> **The exercise**: Return every line of the records below that contains the string "grass", copying each line in full.

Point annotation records
★ ★ ★ ★ ★
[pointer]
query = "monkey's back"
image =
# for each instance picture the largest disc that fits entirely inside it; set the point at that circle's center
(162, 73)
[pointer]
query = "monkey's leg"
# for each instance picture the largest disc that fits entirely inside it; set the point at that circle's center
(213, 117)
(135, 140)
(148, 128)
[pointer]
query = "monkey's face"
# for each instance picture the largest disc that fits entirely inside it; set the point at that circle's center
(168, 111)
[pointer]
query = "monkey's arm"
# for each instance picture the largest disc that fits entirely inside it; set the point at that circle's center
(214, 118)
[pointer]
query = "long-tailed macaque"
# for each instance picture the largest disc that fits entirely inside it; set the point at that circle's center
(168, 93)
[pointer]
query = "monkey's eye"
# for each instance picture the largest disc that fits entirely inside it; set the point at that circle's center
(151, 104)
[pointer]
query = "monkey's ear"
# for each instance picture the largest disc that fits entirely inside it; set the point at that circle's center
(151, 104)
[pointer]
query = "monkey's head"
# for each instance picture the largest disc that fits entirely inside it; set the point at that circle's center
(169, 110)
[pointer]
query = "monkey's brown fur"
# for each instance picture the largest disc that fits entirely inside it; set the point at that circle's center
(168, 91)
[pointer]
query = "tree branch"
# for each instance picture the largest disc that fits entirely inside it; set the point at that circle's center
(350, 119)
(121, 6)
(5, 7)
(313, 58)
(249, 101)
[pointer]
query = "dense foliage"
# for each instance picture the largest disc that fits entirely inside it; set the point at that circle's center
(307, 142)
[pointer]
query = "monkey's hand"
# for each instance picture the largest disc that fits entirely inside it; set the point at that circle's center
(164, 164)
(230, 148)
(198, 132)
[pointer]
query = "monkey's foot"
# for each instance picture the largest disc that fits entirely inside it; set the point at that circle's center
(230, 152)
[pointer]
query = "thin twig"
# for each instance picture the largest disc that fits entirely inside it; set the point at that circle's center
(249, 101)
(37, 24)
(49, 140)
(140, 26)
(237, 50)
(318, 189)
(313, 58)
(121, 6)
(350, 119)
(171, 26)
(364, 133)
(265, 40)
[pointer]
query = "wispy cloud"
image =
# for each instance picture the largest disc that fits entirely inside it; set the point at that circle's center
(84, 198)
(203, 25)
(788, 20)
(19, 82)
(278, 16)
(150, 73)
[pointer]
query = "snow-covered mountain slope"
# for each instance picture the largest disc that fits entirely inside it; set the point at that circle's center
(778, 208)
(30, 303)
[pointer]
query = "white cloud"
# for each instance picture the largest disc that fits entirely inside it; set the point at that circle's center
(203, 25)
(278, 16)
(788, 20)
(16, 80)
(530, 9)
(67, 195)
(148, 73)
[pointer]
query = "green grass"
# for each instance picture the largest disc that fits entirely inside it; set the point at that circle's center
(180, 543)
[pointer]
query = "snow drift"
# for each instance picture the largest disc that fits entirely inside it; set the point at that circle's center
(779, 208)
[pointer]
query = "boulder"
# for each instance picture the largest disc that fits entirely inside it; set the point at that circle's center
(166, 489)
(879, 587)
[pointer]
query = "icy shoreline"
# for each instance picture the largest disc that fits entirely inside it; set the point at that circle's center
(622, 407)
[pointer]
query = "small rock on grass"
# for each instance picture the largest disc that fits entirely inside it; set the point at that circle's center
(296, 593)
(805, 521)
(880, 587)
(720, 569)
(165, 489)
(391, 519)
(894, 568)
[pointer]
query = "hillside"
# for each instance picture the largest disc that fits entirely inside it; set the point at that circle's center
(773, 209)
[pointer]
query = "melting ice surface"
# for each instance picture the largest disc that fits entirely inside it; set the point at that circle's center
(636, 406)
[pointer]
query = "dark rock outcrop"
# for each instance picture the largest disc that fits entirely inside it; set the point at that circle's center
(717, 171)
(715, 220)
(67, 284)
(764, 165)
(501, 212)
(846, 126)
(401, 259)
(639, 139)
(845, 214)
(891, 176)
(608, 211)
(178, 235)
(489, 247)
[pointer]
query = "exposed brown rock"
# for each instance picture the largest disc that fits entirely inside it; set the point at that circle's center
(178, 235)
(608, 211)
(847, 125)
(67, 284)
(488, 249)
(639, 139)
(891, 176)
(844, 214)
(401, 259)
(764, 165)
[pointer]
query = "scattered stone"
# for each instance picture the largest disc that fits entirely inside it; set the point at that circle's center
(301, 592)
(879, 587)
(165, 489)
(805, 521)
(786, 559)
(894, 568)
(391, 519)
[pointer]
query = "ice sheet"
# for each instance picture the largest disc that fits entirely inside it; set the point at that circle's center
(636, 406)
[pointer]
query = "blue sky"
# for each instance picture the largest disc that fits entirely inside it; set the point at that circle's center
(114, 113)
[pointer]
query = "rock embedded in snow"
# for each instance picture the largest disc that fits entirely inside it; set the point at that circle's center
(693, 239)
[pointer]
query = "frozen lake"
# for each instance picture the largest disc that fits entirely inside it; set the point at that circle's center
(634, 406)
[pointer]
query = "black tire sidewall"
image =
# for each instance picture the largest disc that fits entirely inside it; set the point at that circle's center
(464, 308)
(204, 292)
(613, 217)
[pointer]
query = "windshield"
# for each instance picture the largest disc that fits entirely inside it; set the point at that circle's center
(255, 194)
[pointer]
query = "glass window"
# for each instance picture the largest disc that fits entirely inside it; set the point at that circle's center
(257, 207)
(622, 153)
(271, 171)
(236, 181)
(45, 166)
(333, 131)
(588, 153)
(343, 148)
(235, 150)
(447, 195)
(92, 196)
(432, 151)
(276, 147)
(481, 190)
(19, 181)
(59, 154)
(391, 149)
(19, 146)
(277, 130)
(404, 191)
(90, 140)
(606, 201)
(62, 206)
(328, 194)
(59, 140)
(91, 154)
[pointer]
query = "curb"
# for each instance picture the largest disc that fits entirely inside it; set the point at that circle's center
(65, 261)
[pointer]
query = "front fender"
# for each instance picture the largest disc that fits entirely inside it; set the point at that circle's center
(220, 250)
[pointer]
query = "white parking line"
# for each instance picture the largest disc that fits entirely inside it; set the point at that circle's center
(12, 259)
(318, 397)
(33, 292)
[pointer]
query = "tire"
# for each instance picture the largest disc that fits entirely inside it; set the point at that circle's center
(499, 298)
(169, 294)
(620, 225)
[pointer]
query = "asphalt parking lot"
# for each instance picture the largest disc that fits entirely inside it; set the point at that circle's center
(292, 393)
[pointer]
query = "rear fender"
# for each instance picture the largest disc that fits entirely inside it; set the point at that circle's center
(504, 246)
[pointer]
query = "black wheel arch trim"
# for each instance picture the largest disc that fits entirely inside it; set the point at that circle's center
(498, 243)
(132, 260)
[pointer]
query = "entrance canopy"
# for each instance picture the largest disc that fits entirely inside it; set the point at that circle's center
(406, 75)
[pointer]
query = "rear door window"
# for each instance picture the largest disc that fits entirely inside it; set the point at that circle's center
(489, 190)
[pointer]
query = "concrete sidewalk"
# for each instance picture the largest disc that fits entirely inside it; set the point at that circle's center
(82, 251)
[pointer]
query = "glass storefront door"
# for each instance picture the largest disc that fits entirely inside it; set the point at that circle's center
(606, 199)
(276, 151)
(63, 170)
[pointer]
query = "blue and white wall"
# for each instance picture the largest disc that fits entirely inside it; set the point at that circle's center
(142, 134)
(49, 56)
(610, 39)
★ ★ ★ ★ ★
> **Task response**:
query = "green grass"
query = "small rock on grass"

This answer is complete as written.